━━━ Selected passage ━━━

30 April 2008

I don't want to pitch bloggers anymore

Thumbing through the RSS feeds I find the latest post on "blogger relations" and pitching, this time from Jason Falls:
The real answer to the question, “How do I get placement on blogs?” is simple: You don’t.
Read the whole thing - it's pretty good.

Jason, like Susan Getgood and Todd Defren and Kami Huyse (and if I may be so bold, me) is essentially saying that you have to tap into the passions of an individual blogger to engage them, and you can't expect results like you would a traditional media pitch. It's a solid summary of best practices.

But the more I think about it, the more I think we have to scrap the whole model - PR pro's have to stop thinking about blogger outreach as media relations, and start thinking about it as coalition-building or ally development.

The easiest way to get a "placement" on a blog has always been buying an ad. If blogs are such important online properties with growing readerships, then buy the ad and use the metrics commonly associated with advertising. The better your ad, the better your response.

Of course, Some clients will still demand "earned placements," and a lot of them. And they don't particularly care if a blogger isn't passionate about the pitch topic. So we're faced with a few choices:
  1. Become a glorified direct-mail service and just blast-email every blogger you can find;
  2. Sell your soul and set up a bunch of fake spam blogs or hire pay per post;
  3. Push back on the client because you can't possibly do the job given the restrictions; or
  4. Anticipate the needs of your clients and build relationships in advance.
If you're making choice 1 or 2, quit the PR/social business and follow your true calling - producing those ridiculous commercials for personal injury lawyers. If you're opting for #3, you're probably the typical social media pro- you know the right thing and you're trying to keep your clients happy and you're doing the dance, dreaming of the client who "gets it," but stuck on the defensive, hoping bloggers just won't hate you.

If you're actively pursuing option 4, you either work with me or you should. I ask my team to explore online communities, learn more about the subject matter, join the discussions and build relationships there before they ever have to worry about "pitching" anyone. I also think it helps if the people on my team have some input on which communities they explore - so they have a natural passion for the subject matter and they're able to be themselves.

Typically, when a client calls, they can't give us the time it takes to build relationships and alliances in online communities transparently and credibly. So to the degree possible, we're taking care of that step right now, doing the things we enjoy most. Today, I try to "pitch" as little as possible - I'd much rather reach out to people who already know me.

Of course, I realize some people are saying reaching out to bloggers isn't important at all, given some research that suggests bloggers aren't trusted, while "peers" or "friends" are. I think that actually flies in the face of reality. While I don't think "technorati rank" is an accurate assessment of influence, within communities, bloggers are often peers or even friends. And since we know that journalists are relying on blogs more for story ideas and sources, and more leading bloggers are prominent beyond their own blogs, I think building relationships organically makes a lot of sense - "placements" may follow.

━━━

▶ Your instructions:
Answer these about the post on pitching bloggers:
1. Whose post on blogger relations does the author find in the RSS feeds?
2. What does the post call the easiest way to get a "placement" on a blog?
3. What does the author ask the team to do before they ever have to worry about "pitching" anyone?

━━━ Recorded information ━━━

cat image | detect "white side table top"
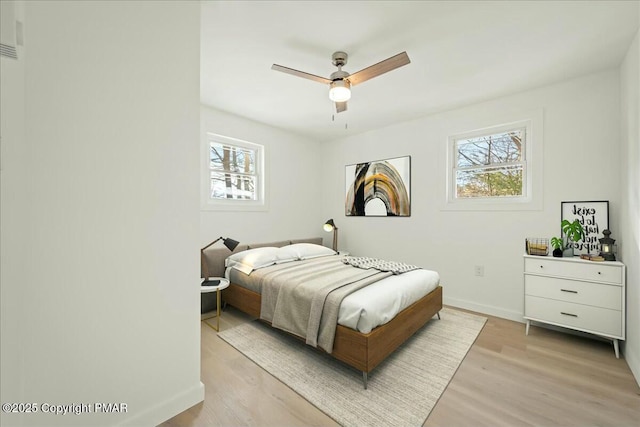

━━━

▶ Exercise output:
1. Jason Falls.
2. Buying an ad.
3. Explore online communities, learn more about the subject matter, join the discussions and build relationships there.